**Job**. Reproduce the material below line for line, changing nothing.

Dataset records
## BEGIN

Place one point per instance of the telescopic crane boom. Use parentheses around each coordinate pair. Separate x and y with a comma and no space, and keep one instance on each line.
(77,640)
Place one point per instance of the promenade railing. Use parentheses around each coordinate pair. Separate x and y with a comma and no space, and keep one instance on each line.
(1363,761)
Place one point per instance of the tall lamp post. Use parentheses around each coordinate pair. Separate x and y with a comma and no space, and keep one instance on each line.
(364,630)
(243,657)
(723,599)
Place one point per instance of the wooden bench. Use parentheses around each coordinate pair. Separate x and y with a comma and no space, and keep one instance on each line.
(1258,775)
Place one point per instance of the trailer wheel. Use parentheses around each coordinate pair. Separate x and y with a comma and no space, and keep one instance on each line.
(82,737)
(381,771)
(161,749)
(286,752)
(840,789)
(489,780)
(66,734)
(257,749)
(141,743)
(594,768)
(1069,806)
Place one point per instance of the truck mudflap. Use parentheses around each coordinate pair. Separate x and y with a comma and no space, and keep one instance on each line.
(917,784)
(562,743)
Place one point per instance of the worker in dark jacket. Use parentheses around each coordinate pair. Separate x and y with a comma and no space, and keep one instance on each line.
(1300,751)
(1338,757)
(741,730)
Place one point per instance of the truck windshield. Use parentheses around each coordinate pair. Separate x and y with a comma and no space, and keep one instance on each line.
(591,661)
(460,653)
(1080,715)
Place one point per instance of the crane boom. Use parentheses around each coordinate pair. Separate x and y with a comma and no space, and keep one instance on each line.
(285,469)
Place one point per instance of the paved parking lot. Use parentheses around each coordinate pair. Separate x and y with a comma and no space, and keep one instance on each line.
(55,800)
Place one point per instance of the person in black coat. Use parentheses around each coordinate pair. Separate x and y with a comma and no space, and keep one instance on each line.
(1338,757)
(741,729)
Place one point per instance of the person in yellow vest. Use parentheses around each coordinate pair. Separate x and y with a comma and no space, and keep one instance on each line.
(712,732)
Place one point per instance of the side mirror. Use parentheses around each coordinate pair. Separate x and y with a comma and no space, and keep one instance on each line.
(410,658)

## END

**Task response**.
Place one point per instance of the telescopic crane boom. Use parentheses around each coordinate pair. Separate x and y with a comma and no space, and keep one instance on each line.
(77,640)
Place one point per instance of the promenade railing. Use parentheses around each coordinate pair. Separate x and y with a comma and no space, and keep one instance on each line.
(1363,761)
Place one point per instance of the tall lamp post. Use parentheses around each coordinate pair. Separate x and y with a comma and no space, and keep one instance on each line.
(364,630)
(243,657)
(723,599)
Place one point per instance of the wooden bench. Use parentheses around each coordinate pair. Separate x and y with a comma and no space, and keep one instance on each line.
(1258,775)
Place one point per instance of the trailer wheel. Use parentheses around each coordinate pair. Separate x and y with a comma and no space, and keep one instance on each line.
(82,737)
(381,771)
(161,749)
(286,752)
(840,789)
(489,780)
(66,734)
(257,749)
(141,743)
(594,768)
(1069,806)
Place one point per instance of the truck mudflap. Use parentheses around each coordinate pair. Separate x and y with a comma and no space, and keep one instance on each line.
(917,784)
(562,743)
Place one point per instance of the worker in dark jacket. Use parentheses around each coordinate pair. Separate x and y with a comma and no space, and keep one instance on each line.
(1300,751)
(1338,757)
(741,730)
Place one point per instance of the truck windshield. Use parentheses around each coordinate pair. Separate x and y with a comma and no space, and keep one instance on each line.
(591,661)
(460,653)
(1080,715)
Place one point per instance of the crane boom. Use parentheses around each coordinate pair. Separate x and y with a comma and no space, and keep one instance on each line.
(285,469)
Place one point per instance of the paved parking lot. Use parentheses around each coordinate pair. Separate x and y with a comma and no space, and keep one instance on each line.
(55,800)
Place one point per instance of the person in black coat. Use parentheses around each coordinate pair. Separate x and y with a comma and no space, and keep one instance on each line.
(1338,757)
(741,729)
Place one point per instance of the person in yellow vest. Use parentheses around each coordinate pair. Separate x and y with a comma and no space, and keep one instance on each line.
(712,732)
Place one point per instance of the side mirror. Use parentheses around each coordinate pair. Separate x and y with a comma and no space, and keep one instance on each line.
(410,658)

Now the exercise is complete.